» **Отрывок**:
Однажды в Венгрии наша часть стояла на полустанке. Командир звонит: “Нарушена связь, надо восстановить”. Ночь. Темно. Фонариков не было. Ну, пошел я. Далеко ушел. В одном месте наткнулся на повреждение, починил. Обратно направился тем же путем: через железную дорогу, кустарниками, вдоль полотна иду, где у нас линия протянута. Слышу голоса. Наши, вроде, русские. Зачем, думаю, два километра идти в потемках – до утра у них пережду. Ближе подхожу, слышу — ах, холера! — немцы!.. Еще не поверил, подкрался. Немцы… Как так?! Не было ж их! Днем здесь тянули кабель — не было. Значит, кто-то из них и перерезал линию. Туда прошел, а обратно могу и не дойти. Посижу, думаю, чуть рассветет — виднее будет. Блиндаж рядом — в него залез да там и уснул. Утром просыпаюсь, высовываюсь — кругом немцы. Куда деться !? Ну, думаю, все, пропал. Тут гляжу, лежит один в углу траншеи убитый из них. Я шинель снял, переоделся и потом только вылез… Никто внимание не обращает. Я тогда — вдоль дороги, там перелез и леском, кустарниками убрался!

— В последний день войны где оказались?

— Под Мюнхеном. Вечером нас отправили в тыл к немцам, в разведку. Сержант Подгальский был. С ним вместе пошли. Темно уже стало. Километра три прошли, видим заминированное поле. Как пройти в потемках? А когда шли, видели пасущихся коней. Сержант говорит: “Вернемся обратно, найдем лошадь, пустим вперед и за ней будем идти”. Мы лошадь взяли, сделали вожжи подлиннее, ими ею управляем, а сами — след в след. Куда лошадь, туда и мы. И так прошли через минное поле и вошли в немецкий небольшой городок. Тут, возле дороги, следим за продвижением противника. Под утро как повалили машины — сплошь! Солдаты бегут. Что такое?! Солнце взошло. Мы пошли. Часов десять было. Идем, слышим, у нас стрельба страшная. Подходим, а там американцы, наши – все в кучу смешались, палят в воздух, кричат, смеются… Спрашиваем. Говорят: “Война кончилась!”

Из Германии перебазировались в Венгрию, оттуда почти через год — в Одессу. Отпускали сначала “стариков”, кто всю войну воевал, а мы, молодежь, были последние, нас держали до 1950 года. В Одессе у нас школа связи была. В ней мы учились, а потом и сами преподавали. Я к тому времени уже все виды связи знал. В 1950 году, когда демобилизовали меня, приехал в Ханты-Мансийск. Там в связи до 1957 года работал. Оттуда назад, в Угут, позднее в Сургут переехали.

» **Исходные данные**:
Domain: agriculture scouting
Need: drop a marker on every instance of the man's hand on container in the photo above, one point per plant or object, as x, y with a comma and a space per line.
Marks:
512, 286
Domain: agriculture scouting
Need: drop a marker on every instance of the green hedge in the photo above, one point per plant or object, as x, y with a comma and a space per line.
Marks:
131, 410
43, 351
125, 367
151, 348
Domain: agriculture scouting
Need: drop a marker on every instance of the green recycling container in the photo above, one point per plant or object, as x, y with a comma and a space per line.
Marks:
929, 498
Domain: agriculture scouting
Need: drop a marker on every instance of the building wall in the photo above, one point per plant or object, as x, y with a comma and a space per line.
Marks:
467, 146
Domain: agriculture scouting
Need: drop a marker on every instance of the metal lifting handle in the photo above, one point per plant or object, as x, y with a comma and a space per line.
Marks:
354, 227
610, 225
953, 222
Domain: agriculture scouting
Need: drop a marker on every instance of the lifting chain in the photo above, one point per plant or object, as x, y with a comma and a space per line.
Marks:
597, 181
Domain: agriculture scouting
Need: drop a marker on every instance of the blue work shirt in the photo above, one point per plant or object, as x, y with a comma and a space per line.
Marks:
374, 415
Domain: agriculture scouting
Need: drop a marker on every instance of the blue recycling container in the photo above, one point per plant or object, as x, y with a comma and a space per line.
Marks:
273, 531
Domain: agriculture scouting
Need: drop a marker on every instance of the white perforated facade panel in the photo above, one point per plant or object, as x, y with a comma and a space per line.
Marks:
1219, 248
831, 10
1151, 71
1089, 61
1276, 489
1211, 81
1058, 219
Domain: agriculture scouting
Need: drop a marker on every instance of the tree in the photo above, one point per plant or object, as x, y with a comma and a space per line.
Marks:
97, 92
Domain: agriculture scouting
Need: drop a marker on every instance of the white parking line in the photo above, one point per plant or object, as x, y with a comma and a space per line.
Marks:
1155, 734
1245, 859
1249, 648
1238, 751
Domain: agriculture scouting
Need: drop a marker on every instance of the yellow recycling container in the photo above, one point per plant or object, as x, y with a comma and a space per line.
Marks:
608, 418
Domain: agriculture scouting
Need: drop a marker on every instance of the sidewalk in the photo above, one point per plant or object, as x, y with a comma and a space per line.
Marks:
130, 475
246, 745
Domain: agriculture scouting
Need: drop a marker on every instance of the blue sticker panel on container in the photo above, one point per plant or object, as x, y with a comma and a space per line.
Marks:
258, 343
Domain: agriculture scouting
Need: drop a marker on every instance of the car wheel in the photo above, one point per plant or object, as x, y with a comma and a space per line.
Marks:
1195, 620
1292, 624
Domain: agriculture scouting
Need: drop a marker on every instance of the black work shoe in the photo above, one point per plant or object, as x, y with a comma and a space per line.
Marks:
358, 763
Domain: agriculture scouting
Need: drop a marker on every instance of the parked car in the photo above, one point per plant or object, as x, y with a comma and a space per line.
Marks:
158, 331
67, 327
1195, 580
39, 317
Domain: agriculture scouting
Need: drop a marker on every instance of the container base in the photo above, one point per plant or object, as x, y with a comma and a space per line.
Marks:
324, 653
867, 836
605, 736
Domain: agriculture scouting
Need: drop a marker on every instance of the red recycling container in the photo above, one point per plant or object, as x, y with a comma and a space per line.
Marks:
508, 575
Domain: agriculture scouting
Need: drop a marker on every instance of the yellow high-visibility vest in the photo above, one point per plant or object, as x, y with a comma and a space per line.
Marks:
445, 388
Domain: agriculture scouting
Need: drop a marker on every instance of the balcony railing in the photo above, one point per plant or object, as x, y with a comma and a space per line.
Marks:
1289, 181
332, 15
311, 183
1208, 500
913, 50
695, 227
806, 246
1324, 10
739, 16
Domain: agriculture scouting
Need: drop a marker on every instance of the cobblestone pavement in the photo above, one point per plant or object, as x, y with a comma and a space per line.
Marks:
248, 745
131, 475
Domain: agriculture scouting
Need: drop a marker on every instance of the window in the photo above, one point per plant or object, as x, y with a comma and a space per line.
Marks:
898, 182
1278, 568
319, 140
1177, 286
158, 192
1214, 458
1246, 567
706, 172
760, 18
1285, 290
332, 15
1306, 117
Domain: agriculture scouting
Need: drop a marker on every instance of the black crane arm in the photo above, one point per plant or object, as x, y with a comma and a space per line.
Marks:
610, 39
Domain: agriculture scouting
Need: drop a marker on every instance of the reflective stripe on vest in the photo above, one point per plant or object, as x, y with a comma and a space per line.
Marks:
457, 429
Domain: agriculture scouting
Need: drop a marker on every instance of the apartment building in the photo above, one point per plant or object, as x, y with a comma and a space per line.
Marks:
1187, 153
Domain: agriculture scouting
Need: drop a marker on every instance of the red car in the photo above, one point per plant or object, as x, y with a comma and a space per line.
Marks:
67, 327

» **Условие задания**: Определите, согласуются ли с отрывком следующие утверждения, и на каждое ответьте «да» или «нет», дословно приведя слова отрывка, которые это решают: (а) ночью, отправляясь чинить связь, рассказчик взял с собой фонарик; (б) минное поле прошли, пустив впереди лошадь; (в) рассказчика демобилизовали в 1957 году.

» **Ответ на задание**:
(а) Нет: «Фонариков не было».
(б) Да: «Мы лошадь взяли, сделали вожжи подлиннее, ими ею управляем, а сами — след в след».
(в) Нет: «В 1950 году, когда демобилизовали меня, приехал в Ханты-Мансийск».